• Problem details:
Once you find the line containing "of the patterned", please retype it and every line after it to the end of the entries, exactly and with nothing added.

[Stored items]

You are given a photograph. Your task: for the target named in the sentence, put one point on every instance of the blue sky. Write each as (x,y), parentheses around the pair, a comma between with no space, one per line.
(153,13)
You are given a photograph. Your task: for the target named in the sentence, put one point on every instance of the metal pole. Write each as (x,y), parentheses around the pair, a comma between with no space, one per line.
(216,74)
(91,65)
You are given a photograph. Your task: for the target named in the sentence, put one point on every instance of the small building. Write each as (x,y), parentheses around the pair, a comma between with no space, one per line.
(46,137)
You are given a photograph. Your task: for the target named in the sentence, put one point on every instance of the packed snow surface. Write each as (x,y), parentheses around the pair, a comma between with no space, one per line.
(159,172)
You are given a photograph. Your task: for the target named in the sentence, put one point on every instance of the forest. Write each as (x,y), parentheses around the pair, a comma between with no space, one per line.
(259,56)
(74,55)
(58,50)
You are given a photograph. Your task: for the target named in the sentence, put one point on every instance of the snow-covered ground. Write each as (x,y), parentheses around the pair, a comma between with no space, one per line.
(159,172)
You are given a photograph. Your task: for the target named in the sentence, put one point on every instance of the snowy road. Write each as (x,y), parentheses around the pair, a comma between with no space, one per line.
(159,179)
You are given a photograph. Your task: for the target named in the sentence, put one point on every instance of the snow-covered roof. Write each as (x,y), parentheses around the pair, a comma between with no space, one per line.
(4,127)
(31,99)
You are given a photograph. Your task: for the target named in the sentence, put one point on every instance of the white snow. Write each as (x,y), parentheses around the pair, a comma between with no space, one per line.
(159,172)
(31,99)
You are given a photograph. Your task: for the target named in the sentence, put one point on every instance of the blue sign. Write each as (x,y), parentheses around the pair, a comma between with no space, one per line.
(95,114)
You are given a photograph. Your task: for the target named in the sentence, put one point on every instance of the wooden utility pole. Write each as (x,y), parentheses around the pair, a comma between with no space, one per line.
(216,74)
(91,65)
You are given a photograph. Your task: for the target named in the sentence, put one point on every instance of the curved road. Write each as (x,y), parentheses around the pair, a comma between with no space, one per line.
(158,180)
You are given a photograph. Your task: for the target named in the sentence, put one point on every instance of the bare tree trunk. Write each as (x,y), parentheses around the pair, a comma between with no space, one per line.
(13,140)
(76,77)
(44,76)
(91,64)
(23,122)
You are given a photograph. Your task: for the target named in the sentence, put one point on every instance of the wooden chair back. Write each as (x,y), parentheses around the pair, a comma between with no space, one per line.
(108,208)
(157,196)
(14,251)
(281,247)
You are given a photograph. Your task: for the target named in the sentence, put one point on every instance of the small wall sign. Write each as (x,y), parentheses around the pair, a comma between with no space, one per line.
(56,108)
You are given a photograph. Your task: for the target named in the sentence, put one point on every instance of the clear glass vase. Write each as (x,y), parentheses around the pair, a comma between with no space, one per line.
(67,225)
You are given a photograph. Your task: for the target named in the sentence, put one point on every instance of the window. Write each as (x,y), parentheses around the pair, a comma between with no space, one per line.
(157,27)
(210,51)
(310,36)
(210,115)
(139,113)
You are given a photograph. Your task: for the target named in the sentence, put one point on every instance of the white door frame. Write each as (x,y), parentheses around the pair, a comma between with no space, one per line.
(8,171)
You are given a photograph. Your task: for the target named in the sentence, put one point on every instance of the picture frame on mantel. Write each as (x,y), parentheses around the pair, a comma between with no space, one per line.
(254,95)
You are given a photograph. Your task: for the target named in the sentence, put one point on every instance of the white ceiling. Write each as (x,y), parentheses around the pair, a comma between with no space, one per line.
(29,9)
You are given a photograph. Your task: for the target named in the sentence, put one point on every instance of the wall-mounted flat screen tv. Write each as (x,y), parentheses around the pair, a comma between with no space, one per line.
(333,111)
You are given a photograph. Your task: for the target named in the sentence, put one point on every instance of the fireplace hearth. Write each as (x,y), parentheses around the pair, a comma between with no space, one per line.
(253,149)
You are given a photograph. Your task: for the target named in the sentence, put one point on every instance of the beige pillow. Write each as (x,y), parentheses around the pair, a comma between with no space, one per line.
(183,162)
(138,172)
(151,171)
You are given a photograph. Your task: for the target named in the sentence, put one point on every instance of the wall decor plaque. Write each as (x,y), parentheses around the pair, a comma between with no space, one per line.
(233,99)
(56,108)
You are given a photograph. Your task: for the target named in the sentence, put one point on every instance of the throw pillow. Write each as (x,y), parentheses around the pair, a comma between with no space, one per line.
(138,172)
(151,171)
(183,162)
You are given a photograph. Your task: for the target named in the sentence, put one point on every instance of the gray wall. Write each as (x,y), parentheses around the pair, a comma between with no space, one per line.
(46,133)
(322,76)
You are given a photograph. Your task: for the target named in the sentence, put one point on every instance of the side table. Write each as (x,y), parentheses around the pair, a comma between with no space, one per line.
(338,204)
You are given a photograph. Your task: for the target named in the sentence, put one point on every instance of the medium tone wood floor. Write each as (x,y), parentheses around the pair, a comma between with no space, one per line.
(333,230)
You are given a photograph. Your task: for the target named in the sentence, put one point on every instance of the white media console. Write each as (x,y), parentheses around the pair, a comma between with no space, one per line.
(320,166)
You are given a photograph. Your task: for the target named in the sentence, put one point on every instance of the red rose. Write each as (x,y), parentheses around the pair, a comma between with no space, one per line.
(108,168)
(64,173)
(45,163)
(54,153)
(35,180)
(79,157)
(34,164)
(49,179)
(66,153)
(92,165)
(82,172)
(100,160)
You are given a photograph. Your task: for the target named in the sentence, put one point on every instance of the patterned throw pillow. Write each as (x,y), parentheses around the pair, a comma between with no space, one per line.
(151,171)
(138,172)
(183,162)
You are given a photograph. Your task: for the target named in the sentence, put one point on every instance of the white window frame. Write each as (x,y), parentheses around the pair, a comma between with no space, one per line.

• Answer section:
You are given a photograph. Your task: for the target named in the sentence, put one point on every instance of the patterned throw pillow. Write each as (x,y), parentheses around the pair, a comma between with no space, one per line.
(151,171)
(138,172)
(183,162)
You are given a photograph. Your task: for the target named in the sentence, put one point on every instance of the white window frame. Write each as (x,y), parentheses around the pair, a comma between with no space, one per line.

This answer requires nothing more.